▶ [INSTRUCTIONS TO FOLLOW]: Restate each of the lines below word for word and drop every picture.

(Point labeling dataset excerpts)
§
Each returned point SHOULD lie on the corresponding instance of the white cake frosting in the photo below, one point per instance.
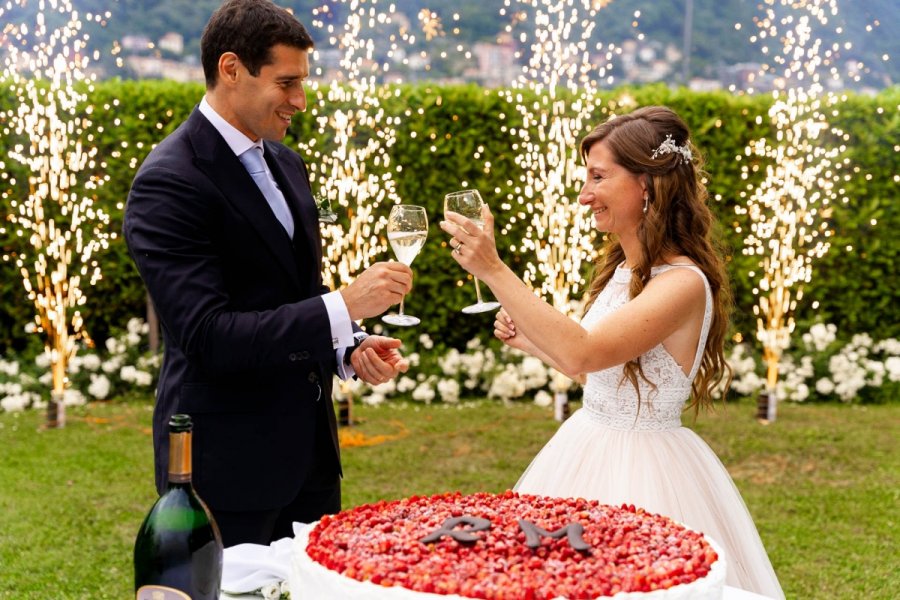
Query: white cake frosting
(310, 580)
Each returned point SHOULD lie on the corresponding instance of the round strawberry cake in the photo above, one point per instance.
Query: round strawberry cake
(502, 546)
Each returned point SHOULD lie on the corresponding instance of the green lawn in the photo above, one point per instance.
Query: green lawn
(823, 484)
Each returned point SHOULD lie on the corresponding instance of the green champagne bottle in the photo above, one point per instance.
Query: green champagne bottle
(178, 550)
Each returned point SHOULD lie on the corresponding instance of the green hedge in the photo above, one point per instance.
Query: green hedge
(855, 289)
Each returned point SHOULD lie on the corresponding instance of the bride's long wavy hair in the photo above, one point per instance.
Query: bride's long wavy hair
(677, 222)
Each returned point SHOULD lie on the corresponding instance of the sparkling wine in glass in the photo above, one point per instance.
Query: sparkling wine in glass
(407, 229)
(468, 203)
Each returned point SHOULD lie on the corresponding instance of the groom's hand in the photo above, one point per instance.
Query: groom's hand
(377, 359)
(380, 286)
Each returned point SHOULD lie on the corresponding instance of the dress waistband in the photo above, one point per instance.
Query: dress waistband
(646, 420)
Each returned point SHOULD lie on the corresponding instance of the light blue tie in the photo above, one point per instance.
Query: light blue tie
(256, 166)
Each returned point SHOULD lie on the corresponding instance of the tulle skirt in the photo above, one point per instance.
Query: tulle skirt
(672, 472)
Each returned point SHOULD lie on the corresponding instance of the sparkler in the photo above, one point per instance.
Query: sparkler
(562, 75)
(353, 171)
(789, 208)
(45, 68)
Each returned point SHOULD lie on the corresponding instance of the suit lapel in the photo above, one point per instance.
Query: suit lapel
(216, 160)
(296, 192)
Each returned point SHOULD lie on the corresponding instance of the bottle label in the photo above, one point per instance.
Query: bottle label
(160, 592)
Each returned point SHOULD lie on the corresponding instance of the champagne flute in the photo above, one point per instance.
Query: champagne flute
(407, 229)
(468, 203)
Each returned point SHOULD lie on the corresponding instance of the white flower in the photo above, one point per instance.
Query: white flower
(543, 398)
(451, 362)
(15, 403)
(143, 378)
(111, 365)
(99, 386)
(91, 362)
(889, 346)
(825, 386)
(385, 389)
(128, 373)
(136, 326)
(406, 384)
(73, 397)
(373, 399)
(820, 336)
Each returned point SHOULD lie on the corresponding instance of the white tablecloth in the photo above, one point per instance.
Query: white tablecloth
(248, 566)
(730, 594)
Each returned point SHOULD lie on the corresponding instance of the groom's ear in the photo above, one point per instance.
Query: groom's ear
(228, 67)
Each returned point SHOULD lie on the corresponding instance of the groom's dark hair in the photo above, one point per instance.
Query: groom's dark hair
(249, 28)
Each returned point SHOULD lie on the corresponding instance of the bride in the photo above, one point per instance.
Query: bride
(651, 340)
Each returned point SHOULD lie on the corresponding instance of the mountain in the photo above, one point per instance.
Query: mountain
(715, 40)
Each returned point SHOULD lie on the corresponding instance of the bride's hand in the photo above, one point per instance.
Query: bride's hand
(472, 247)
(505, 331)
(504, 327)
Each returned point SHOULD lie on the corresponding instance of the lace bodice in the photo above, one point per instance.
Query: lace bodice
(610, 399)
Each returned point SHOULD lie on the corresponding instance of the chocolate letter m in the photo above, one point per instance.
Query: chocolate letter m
(572, 531)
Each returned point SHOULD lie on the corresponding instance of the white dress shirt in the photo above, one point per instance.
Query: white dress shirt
(338, 317)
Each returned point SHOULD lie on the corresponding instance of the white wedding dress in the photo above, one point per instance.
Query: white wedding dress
(614, 453)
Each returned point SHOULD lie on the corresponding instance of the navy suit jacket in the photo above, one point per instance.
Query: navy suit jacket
(248, 348)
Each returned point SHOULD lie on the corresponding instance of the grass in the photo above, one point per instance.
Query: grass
(823, 484)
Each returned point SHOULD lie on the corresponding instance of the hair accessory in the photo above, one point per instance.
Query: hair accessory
(669, 146)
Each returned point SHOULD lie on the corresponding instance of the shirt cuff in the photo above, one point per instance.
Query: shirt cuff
(339, 318)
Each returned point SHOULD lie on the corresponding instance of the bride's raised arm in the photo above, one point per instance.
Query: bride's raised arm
(666, 304)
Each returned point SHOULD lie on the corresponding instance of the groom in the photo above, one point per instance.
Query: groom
(222, 226)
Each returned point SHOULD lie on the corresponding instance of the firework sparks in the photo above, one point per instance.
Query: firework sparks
(62, 228)
(562, 73)
(559, 232)
(789, 208)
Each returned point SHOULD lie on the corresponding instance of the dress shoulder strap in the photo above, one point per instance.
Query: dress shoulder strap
(707, 312)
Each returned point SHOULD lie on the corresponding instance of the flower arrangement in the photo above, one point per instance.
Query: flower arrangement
(821, 368)
(122, 366)
(825, 368)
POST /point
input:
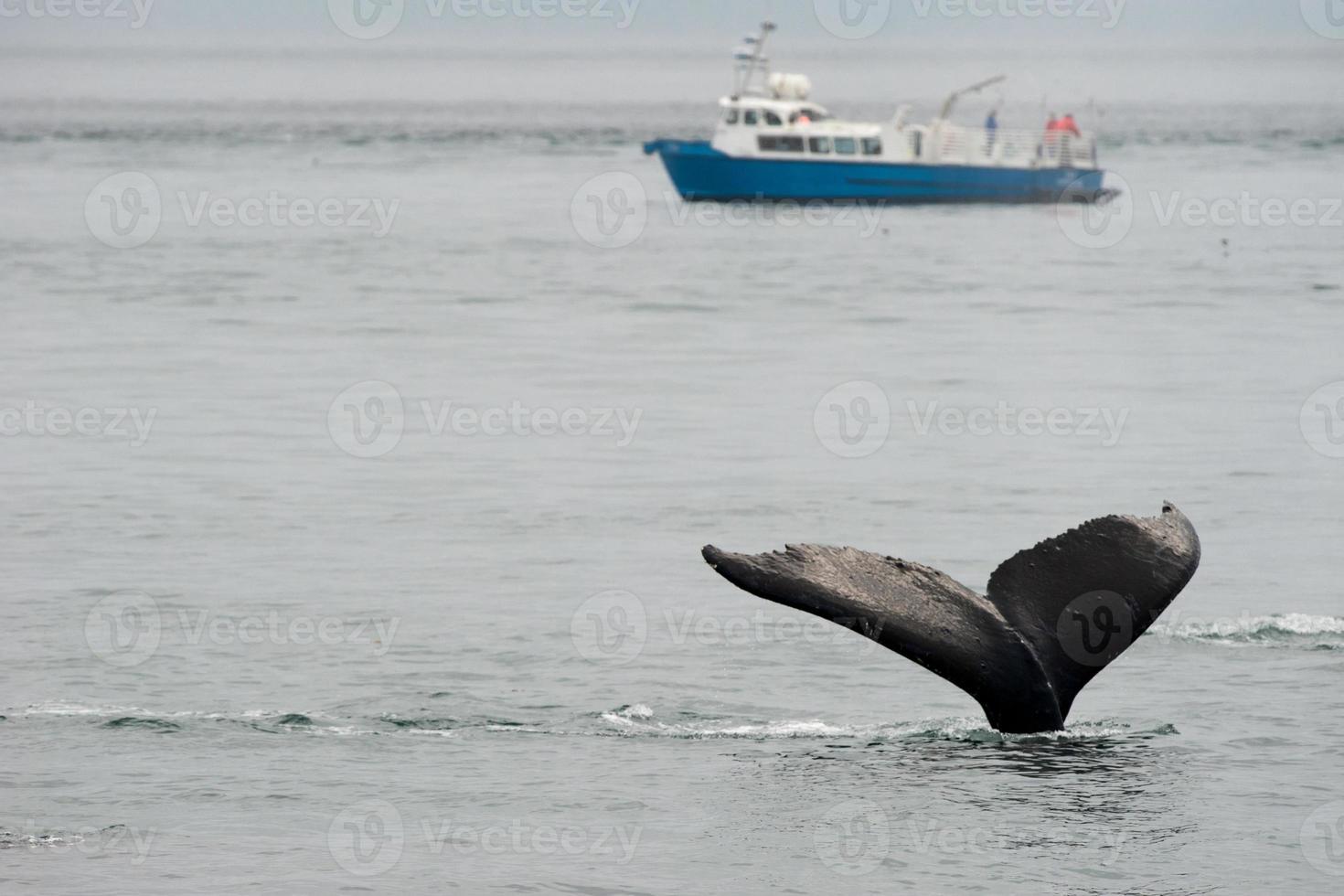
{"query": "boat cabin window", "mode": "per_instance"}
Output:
(780, 144)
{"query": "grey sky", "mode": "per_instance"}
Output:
(718, 19)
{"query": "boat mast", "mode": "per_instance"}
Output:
(958, 94)
(750, 59)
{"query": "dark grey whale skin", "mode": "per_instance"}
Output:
(1011, 649)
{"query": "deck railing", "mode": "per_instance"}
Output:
(953, 144)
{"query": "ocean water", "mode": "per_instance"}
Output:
(279, 623)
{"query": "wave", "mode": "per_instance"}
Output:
(632, 720)
(1296, 630)
(335, 134)
(638, 720)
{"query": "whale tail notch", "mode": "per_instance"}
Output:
(1052, 617)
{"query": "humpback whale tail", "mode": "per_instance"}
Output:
(1052, 617)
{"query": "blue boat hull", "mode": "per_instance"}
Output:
(702, 172)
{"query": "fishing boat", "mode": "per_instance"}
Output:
(773, 143)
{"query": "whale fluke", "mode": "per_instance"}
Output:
(1052, 617)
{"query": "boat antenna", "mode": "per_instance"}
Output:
(750, 58)
(958, 94)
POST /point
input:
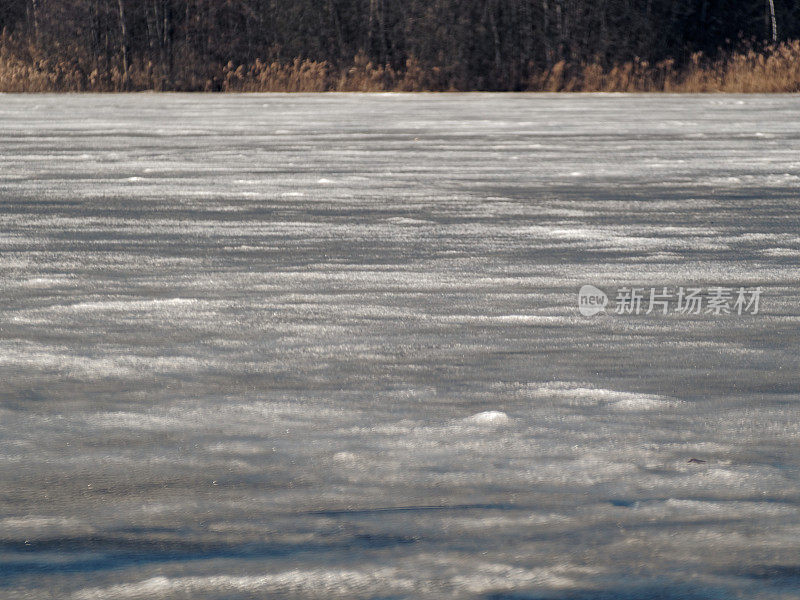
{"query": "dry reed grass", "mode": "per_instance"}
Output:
(24, 69)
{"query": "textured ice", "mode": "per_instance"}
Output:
(328, 346)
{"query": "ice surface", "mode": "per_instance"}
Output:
(328, 346)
§
▶ [COMPLETED TASK]:
Each returned point SHOULD lie on the corresponding instance of the white cake frosting in the photo below, one point per instance.
Query: white cake frosting
(310, 580)
Each returned point SHOULD lie on the corresponding instance of the round strawberry cake in the photo above, one point per instance.
Query: round strawberry cake
(502, 546)
Each returned point SHOULD lie on the corresponding instance of the green lawn in the photo above, one point per instance.
Query: green lawn
(823, 484)
Each returned point SHOULD lie on the corresponding instance of the green champagne bottle in the photo above, one point per instance.
Query: green champagne bottle
(178, 550)
Each returned point SHOULD lie on the corresponding instance of the green hedge in the photo above, one point per instance.
Query: green hedge
(855, 289)
Each returned point SHOULD lie on the corresponding instance of the bride's long wavy hair in the photo above, one point per instance.
Query: bride's long wavy hair
(677, 222)
Each returned point SHOULD lie on the corresponding instance of the sparkling wine in glass in the photo above, one point per instance.
Query: sparkling wine in glass
(407, 229)
(468, 203)
Each returned point SHOULD lie on the corresponding instance of the groom's hand in the photo above, one point per instance.
Query: groom's hand
(377, 359)
(380, 286)
Each returned point SHOULD lie on the corresponding instance of the dress waistband in the photo above, one point per instance.
Query: dress waistband
(646, 420)
Each returned point SHOULD lie on the corresponding instance of the light blue tie in the photo above, one point per instance.
Query: light blue tie
(256, 166)
Each returned point SHOULD lie on the corresponding instance of the tulle skirt in the photo above, one point per instance.
Query: tulle skirt
(672, 472)
Each returned point SHOULD lie on the corresponding instance of the sparkler in the photo above, one point per instance.
Query: sparkler
(562, 75)
(353, 171)
(789, 208)
(45, 68)
Each returned point SHOULD lie on the corresponding instance of the suit lapel in the photo above, one point per instance.
Query: suit lapel
(216, 160)
(296, 192)
Each returned point SHOULD lie on the corresponding instance of the bottle label in the photo above, one point per instance.
Query: bottle label
(160, 592)
Each returned point SHOULD lie on the corresponding instance of the champagne flute in the photo above, one point per instance.
Query: champagne flute
(407, 229)
(468, 203)
Each returned point SHOULD lie on the corresponding instance of the white flower in the photo above, one point per instance.
Query: white flower
(543, 398)
(451, 362)
(15, 403)
(143, 378)
(111, 365)
(99, 386)
(91, 362)
(889, 346)
(825, 386)
(385, 389)
(128, 373)
(136, 326)
(406, 384)
(73, 397)
(373, 399)
(820, 336)
Each returned point SHOULD lie on the corresponding instance of the white tablecloth in the photo above, one point per instance.
Query: white tablecloth
(248, 566)
(730, 594)
Each returned point SHOULD lie on the corresponding instance of the groom's ear in the photo above, one point per instance.
Query: groom's ear
(228, 67)
Each returned point SHOULD lie on the corresponding instance of the groom's dark hair in the photo above, one point per instance.
Query: groom's dark hair
(249, 28)
Each returned point SHOULD lie on the corresponding instance of the bride in the photo above, one point per instance.
Query: bride
(651, 340)
Each returned point SHOULD lie on the corresponding instance of the mountain in the photo above, one point per instance.
Query: mountain
(715, 40)
Each returned point SHOULD lie on the corresponding instance of the bride's hand in the photo above, one point per instance.
Query: bride's hand
(472, 247)
(505, 331)
(504, 327)
Each returned point SHOULD lie on the corresponding instance of the lace bodice in the photo above, one point per instance.
Query: lace bodice
(610, 399)
Each returned point SHOULD lie on the corresponding instance of the chocolate letter m in the photo above, one point per instance.
Query: chocolate letter m
(572, 531)
Each returned point SHOULD lie on the corresponding instance of the white dress shirt in the photo above, one point per instance.
Query: white dress shirt
(338, 317)
Each returned point SHOULD lie on the corresponding instance of the white wedding dress in the photo above, one point per instance.
Query: white wedding dress
(614, 453)
Each returned point SHOULD lie on the corresponding instance of the navy suit jacket in the photo above, one point per instance.
Query: navy suit jacket
(248, 348)
Each returned point SHOULD lie on the corresponding instance of the grass in the photo above, one point per instance.
Query: grass
(823, 484)
Each returned point SHOULD lie on the corresponding instance of the hair accessory in the photo above, one point per instance.
Query: hair accessory
(669, 146)
Each returned point SHOULD lie on the corresponding instance of the shirt cuff in the photo above, one point per instance.
Query: shirt cuff
(339, 318)
Each returned point SHOULD lie on the corresponding instance of the bride's raised arm in the photo above, one point per instance.
Query: bride's raised arm
(666, 304)
Each returned point SHOULD lie on the corresponding instance of the groom in the photo above, one point per instance.
Query: groom
(222, 226)
Each returned point SHOULD lie on the corresponding instance of the firework sparks in the photo above, one point per instance.
Query: firework sparks
(62, 228)
(562, 73)
(559, 232)
(789, 208)
Each returned point SHOULD lie on the corresponding instance of the dress shoulder strap in the photo above, one point per instance.
Query: dress shoulder strap
(707, 312)
Each returned point SHOULD lie on the corresponding instance of the flower arrangement in the photo above, one point per instance.
Query: flower arrangement
(821, 368)
(122, 366)
(825, 368)
POST /point
input:
{"query": "boat cabin window", "mode": "per_instance"}
Output:
(780, 144)
{"query": "grey sky", "mode": "per_instance"}
Output:
(718, 19)
{"query": "boat mast", "mode": "per_instance"}
Output:
(958, 94)
(750, 59)
{"query": "dark grey whale skin", "mode": "per_instance"}
Output:
(1011, 649)
{"query": "deck railing", "mode": "per_instance"}
Output:
(953, 144)
{"query": "ocean water", "mode": "per_instance"}
Output:
(279, 623)
{"query": "wave", "mode": "per_instance"}
Output:
(632, 720)
(1296, 630)
(335, 134)
(638, 720)
{"query": "whale tail notch", "mode": "per_instance"}
Output:
(1052, 617)
{"query": "humpback whale tail", "mode": "per_instance"}
Output:
(1052, 617)
{"query": "blue boat hull", "mode": "per_instance"}
Output:
(702, 172)
{"query": "fishing boat", "mode": "per_instance"}
Output:
(773, 143)
{"query": "whale fluke", "mode": "per_instance"}
Output:
(1052, 617)
{"query": "boat antenna", "mode": "per_instance"}
Output:
(750, 58)
(958, 94)
POST /point
input:
{"query": "dry reed grass", "mode": "per_instance"}
Output:
(24, 69)
{"query": "textured ice", "mode": "per_instance"}
Output:
(328, 346)
{"query": "ice surface", "mode": "per_instance"}
Output:
(328, 346)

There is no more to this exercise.